Segundo, España será una de las economías más afectadas por esta crisis: frente a una contracción global del 3%, el FMI estima que nuestro país se hundirá un 8%. No sólo eso, también será una de las más afectadas de nuestro entorno. Y es que, si bien las economías desarrolladas serán las más afectadas por la hibernación de su actividad, España también lo hará peor que prácticamente todas las economías desarrolladas. Sólo el pronóstico para Italia es peor que el nuestro (caída del 9,1% del PIB frente al 8%). Y, de nuevo, una caída del 8% no sólo supera –en mucho– la recesión que experimentamos en 2009 o en 2012-2013, sino que constituye el mayor desastre económico anual desde la Guerra Civil (casualmente, por cierto, el pasado 29 de marzo publiqué en este mismo espacio un artículo titulado «La crisis más profunda desde la Posguerra»).

→ Tarea
Prosiga el fragmento sobre la contracción prevista de la economía española a partir de su última oración.

→ Entradas mostradas
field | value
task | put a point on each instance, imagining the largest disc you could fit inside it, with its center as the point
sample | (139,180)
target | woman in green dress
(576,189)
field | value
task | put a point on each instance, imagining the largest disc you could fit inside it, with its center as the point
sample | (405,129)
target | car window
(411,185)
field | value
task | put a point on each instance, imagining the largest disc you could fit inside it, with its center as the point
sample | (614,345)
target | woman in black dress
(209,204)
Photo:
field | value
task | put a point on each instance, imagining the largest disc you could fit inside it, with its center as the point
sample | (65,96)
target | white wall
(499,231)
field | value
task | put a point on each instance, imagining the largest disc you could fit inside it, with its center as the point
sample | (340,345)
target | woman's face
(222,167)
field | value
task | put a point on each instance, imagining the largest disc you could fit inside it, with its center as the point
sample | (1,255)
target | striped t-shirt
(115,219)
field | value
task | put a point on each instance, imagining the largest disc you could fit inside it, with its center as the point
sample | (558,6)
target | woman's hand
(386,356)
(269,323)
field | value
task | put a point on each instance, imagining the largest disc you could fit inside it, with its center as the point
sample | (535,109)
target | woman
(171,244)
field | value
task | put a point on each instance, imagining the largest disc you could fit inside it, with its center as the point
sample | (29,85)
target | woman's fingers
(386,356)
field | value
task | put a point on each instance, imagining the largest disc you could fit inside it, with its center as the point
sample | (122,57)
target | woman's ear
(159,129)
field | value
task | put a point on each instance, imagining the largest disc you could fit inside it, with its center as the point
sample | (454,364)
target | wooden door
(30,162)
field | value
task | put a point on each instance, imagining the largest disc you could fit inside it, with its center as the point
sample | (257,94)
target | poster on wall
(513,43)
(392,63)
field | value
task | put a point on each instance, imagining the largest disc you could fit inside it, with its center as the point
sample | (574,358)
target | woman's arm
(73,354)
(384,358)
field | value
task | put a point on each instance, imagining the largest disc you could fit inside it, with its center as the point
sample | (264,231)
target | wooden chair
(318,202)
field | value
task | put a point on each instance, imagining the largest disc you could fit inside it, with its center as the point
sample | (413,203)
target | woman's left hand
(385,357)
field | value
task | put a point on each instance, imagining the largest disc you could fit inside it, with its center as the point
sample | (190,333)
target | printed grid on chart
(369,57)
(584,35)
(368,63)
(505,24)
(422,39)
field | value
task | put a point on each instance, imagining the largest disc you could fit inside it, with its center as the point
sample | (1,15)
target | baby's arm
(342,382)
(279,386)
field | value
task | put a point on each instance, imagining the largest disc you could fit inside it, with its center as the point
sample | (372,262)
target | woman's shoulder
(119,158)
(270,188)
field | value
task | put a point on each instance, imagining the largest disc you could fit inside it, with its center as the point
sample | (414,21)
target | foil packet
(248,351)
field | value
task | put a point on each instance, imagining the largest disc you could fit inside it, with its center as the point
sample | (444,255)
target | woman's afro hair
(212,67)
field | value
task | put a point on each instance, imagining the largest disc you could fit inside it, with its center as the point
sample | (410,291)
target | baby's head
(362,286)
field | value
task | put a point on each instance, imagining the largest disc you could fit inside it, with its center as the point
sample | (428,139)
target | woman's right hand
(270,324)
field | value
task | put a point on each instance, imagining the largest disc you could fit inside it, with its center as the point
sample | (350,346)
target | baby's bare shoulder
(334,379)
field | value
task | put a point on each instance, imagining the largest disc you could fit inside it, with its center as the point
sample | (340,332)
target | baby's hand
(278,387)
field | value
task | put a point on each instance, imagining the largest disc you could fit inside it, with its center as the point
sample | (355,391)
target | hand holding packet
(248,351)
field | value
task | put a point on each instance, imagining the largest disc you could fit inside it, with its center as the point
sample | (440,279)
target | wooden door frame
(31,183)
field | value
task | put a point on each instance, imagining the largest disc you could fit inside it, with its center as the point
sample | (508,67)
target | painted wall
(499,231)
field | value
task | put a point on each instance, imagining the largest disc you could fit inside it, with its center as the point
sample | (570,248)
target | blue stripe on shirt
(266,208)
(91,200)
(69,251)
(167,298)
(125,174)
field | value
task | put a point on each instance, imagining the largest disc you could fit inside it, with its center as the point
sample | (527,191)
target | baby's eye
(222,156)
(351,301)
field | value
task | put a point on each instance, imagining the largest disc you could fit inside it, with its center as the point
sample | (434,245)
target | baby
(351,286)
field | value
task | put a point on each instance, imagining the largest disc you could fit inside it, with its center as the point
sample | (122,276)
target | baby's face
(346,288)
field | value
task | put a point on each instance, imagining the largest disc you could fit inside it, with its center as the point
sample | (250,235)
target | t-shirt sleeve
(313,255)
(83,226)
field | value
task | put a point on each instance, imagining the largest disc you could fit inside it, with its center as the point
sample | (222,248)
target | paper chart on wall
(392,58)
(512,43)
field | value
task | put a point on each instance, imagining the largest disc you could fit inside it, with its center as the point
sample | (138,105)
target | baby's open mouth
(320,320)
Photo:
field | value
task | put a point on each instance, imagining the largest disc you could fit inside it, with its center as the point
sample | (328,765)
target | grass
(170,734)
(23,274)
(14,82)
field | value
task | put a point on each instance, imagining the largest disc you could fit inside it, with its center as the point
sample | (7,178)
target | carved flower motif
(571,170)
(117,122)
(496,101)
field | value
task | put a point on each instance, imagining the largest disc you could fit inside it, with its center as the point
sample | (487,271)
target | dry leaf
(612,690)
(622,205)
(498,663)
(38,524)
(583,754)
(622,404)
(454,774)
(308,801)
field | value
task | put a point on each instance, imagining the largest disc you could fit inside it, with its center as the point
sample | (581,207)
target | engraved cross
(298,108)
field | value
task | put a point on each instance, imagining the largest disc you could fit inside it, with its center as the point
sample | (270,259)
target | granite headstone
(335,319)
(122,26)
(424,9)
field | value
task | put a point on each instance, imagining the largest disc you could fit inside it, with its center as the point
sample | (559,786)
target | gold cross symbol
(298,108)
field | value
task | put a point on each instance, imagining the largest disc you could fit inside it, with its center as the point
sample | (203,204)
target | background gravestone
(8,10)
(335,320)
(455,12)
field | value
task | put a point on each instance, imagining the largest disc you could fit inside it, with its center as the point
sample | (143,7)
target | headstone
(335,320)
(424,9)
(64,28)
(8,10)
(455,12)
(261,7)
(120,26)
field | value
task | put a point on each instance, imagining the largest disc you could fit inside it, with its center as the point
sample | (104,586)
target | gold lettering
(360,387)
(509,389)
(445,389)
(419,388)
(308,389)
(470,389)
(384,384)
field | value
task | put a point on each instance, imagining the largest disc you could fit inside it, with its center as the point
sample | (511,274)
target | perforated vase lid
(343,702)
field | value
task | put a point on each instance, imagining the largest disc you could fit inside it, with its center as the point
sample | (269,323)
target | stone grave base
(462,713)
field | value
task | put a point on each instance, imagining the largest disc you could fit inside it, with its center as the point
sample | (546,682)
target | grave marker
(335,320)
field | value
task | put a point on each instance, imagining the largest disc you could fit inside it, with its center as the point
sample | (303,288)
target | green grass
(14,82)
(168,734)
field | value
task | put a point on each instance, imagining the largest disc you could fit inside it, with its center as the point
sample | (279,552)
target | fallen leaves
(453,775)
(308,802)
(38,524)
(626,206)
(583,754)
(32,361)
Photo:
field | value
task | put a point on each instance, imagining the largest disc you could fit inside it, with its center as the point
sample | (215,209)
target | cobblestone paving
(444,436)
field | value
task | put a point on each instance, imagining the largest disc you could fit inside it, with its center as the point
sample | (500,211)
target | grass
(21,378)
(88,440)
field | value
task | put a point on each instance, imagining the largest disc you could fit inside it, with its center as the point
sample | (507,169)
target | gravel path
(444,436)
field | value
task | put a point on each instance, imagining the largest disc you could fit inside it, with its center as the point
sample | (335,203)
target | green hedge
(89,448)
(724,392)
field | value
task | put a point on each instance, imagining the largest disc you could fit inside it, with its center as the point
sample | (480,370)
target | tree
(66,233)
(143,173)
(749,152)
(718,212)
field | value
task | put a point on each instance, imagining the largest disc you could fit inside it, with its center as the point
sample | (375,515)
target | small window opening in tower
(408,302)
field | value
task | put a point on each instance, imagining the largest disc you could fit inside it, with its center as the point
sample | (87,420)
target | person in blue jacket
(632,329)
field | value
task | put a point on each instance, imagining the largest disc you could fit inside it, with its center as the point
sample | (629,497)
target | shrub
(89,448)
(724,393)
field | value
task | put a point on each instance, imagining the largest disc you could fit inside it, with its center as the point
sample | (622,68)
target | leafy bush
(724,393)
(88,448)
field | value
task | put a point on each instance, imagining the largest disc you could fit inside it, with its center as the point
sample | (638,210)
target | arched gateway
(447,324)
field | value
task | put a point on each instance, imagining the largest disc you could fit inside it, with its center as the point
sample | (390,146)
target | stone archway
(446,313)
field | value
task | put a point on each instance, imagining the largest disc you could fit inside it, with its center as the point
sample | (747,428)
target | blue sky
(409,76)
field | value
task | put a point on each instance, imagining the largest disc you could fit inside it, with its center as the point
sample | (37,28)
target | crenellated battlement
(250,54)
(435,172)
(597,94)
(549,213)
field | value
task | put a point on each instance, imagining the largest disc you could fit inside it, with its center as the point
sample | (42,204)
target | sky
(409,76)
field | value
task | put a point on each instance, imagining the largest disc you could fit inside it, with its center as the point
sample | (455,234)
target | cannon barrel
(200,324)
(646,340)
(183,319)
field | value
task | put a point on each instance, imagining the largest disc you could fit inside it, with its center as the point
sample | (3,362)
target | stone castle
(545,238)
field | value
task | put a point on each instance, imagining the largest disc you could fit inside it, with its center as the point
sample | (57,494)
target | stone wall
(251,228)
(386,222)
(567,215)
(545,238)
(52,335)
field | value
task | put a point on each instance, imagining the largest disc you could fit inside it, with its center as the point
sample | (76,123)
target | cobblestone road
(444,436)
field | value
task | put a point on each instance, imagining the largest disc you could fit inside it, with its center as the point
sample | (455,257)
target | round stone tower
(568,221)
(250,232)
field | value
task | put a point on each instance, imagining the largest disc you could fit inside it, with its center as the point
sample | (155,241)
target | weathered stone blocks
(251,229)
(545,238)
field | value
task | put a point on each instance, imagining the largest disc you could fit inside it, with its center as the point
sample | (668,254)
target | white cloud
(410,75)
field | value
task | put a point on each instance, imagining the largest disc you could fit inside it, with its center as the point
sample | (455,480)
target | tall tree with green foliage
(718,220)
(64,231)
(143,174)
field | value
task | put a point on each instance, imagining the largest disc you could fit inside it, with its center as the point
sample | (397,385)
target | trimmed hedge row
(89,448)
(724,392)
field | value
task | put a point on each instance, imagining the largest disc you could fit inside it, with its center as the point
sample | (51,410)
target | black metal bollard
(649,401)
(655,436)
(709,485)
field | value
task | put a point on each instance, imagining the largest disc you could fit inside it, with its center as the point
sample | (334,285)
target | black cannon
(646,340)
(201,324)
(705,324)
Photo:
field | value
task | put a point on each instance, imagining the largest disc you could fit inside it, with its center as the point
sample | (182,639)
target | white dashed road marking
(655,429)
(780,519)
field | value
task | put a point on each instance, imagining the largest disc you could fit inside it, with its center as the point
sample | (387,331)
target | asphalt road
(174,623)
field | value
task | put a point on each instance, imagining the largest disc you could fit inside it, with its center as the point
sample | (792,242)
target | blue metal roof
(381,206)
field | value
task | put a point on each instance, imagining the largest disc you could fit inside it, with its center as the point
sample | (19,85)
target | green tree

→ Respuesta escrita
Y tercero, un desplome económico de este calibre no dejará nuestro mercado laboral incólume. Como es bastante lógico, existe una fuerte interrelación entre el nivel de empleo y el de actividad: a más empleo, más producción y a más producción, más empleo. Si la economía se para en seco, entonces inevitablemente también lo harán no sólo las nuevas contrataciones, sino también los empleos existentes. Esta misma semana, por ejemplo, el ministro de Seguridad Social, José Luis Escrivá, admitió que ya había cuatro millones de personas afectadas por un ERTE. Y si bien todas ellas se reincorporarán a su puesto de trabajo una vez haya concluido el estado de alarma

–salvo que la empresa empleadora haya quebrado y en consecuencia no exista ningún sitio al que reincorporarse–, a los seis meses muchas de ellas sí podrían terminar engrosando las listas de parados (en caso de que el tejido empresarial se haya descapitalizado y, por tanto, no tenga músculo para resistirlo). El propio FMI ha estimado que la tasa de paro española se disparará del actual 14% al 21%. Es decir, el número de desempleados se multiplicará desde 3,2 millones de personas a 4,9 millones.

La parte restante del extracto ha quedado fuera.